(Beginning of Entries provided)
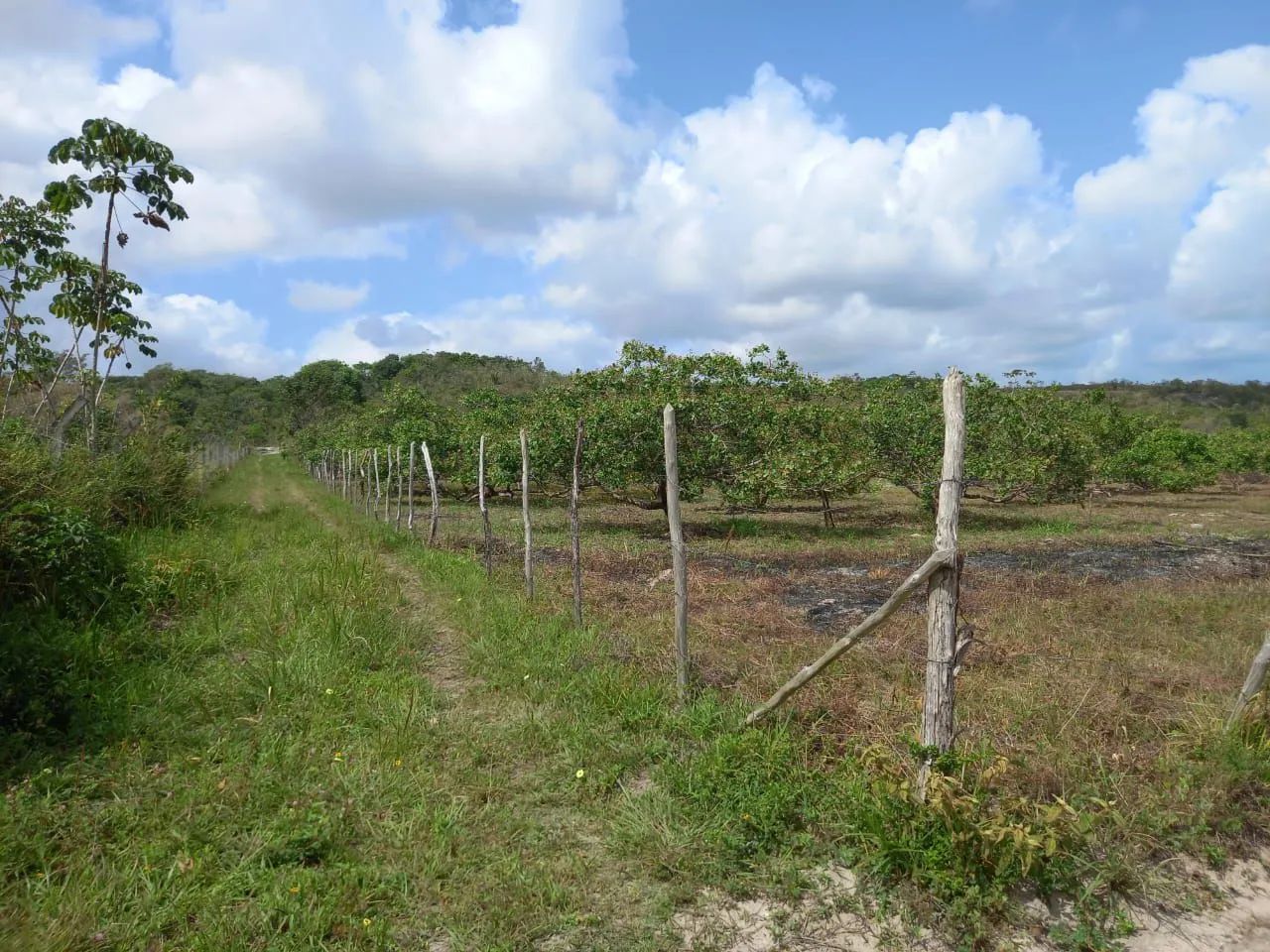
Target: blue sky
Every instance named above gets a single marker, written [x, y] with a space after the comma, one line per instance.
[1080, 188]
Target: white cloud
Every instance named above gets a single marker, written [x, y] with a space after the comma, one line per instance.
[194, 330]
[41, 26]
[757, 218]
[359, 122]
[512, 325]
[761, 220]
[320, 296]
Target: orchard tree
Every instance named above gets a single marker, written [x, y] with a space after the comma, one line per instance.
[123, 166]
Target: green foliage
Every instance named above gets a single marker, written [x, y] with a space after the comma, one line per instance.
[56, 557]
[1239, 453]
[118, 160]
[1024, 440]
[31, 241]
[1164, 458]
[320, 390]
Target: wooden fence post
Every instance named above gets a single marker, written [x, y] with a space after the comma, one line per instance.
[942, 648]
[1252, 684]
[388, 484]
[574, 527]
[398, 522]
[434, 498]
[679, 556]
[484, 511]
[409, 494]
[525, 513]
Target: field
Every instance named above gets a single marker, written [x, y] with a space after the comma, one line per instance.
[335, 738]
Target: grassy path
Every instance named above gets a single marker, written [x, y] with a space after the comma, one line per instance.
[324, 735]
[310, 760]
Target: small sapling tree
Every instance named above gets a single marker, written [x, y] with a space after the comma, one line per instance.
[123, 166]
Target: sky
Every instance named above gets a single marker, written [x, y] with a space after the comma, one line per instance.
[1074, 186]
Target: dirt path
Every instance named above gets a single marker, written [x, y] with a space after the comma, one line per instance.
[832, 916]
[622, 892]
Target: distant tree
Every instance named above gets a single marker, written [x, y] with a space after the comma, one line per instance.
(End of Entries provided)
What the task asks = Copy only this part of the entries above: the line with "Target: dirt path", the line with "Target: distant tree", and the lines between, all exactly as written.

Task output =
Target: dirt path
Every instance named above gets a single marker, written [x, y] with a space after the comma, one line per instance.
[832, 916]
[622, 892]
Target: distant tree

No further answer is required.